Tasks for this exercise =
**a.** In the forum thread about using a chain lead, how much chain should stick out of the left ring?
**b.** Shorten the paragraph in the chain lead thread that starts "Yeah, that was the first time he had ever gone anywhere," keeping its main facts.
**c.** Return the part of the chain lead thread that begins at the words "I'm showing my" and ends after "clean and organized.", copied word for word.

Text provided =
++++++

# Chain on Lead



## eeo11horse (Jun 22, 2012)

I'm showing my two year old in halter tomorrow and this is the first time that I've used a nice leather halter with silver and a lead with a chain. I've read that you're supposed to thread the chain through the left ring under the chin through the right and then up the cheek piece if the chain is long. Is this correct?


----------



## CLaPorte432 (Jan 3, 2012)

You can go through the L, under the chin, through the R and up to the R cheek.

Or you can go through the L, over the chin, through the R and up to the R cheek.

Over or under the nose, just depends on your preference. There should only be around 2 inches of chain left on the lead sticking out of the L ring. It keeps the look clean and organized.


----------



## eeo11horse (Jun 22, 2012)

Good I'm doing it right then  thanks


----------



## paintedpastures (Jun 21, 2011)

Just a word of caution...One should accustom the horse to leading with a chain,the ring is not the place to try it out for first time:-(.


----------



## eeo11horse (Jun 22, 2012)

paintedpastures said:


> Just a word of caution...One should accustom the horse to leading with a chain,the ring is not the place to try it out for first time:-(.


yeah I just took him to get used to the show experience this time. I'm going to practice at home with the chain before we go again


----------



## GotaDunQH (Feb 13, 2011)

NEVER use the chain over the nose in halter or showmanship. It always goes UNDER the chin. How did you do at the show?


----------



## eeo11horse (Jun 22, 2012)

GotaDunQH said:


> NEVER use the chain over the nose in halter or showmanship. It always goes UNDER the chin. How did you do at the show?


I decided not to show him but still took him and lunged him in the arena and showed him around to get used to everything


----------



## GotaDunQH (Feb 13, 2011)

^ good....that's the best thing you can do to give him "miles".


----------



## eeo11horse (Jun 22, 2012)

GotaDunQH said:


> ^ good....that's the best thing you can do to give him "miles".


Yeah, that was the first time he had ever gone anywhere and I decided to show him only if he was super good, but he needed more time to get used to all the different horses


----------

++++++

Provided data =
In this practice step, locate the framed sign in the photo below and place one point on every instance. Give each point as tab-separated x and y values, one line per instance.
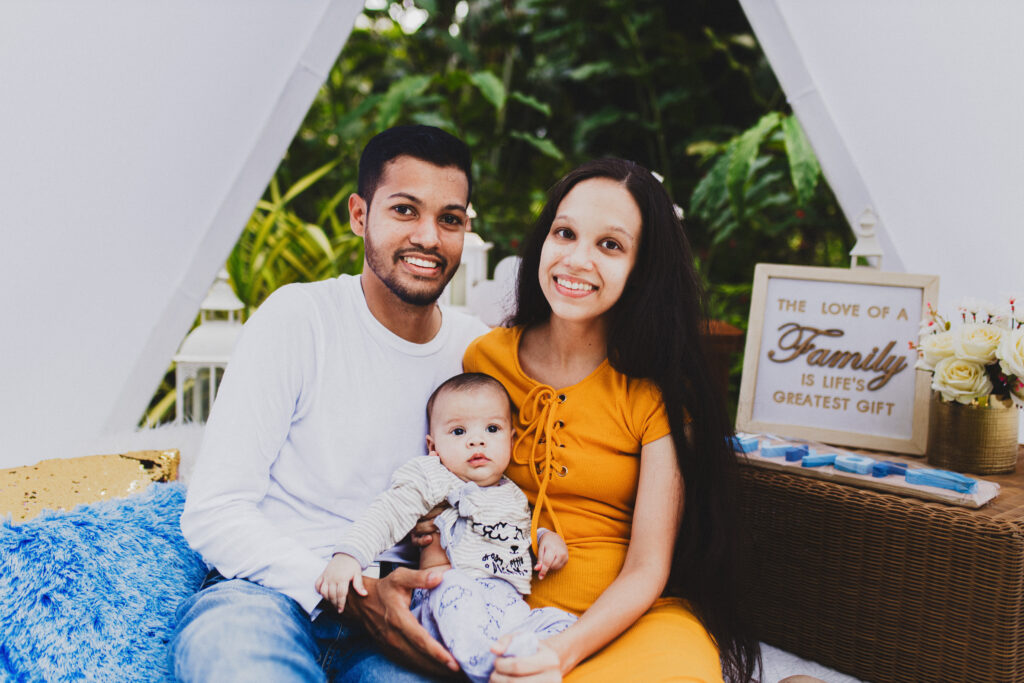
828	357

++++++

Responses by task =
**a.** Around 2 inches.

**b.** It was his first outing. The plan was to show him only if he behaved very well, but he needed more time to get used to all the other horses.

**c.**
I'm showing my two year old in halter tomorrow and this is the first time that I've used a nice leather halter with silver and a lead with a chain. I've read that you're supposed to thread the chain through the left ring under the chin through the right and then up the cheek piece if the chain is long. Is this correct?


----------



## CLaPorte432 (Jan 3, 2012)

You can go through the L, under the chin, through the R and up to the R cheek.

Or you can go through the L, over the chin, through the R and up to the R cheek.

Over or under the nose, just depends on your preference. There should only be around 2 inches of chain left on the lead sticking out of the L ring. It keeps the look clean and organized.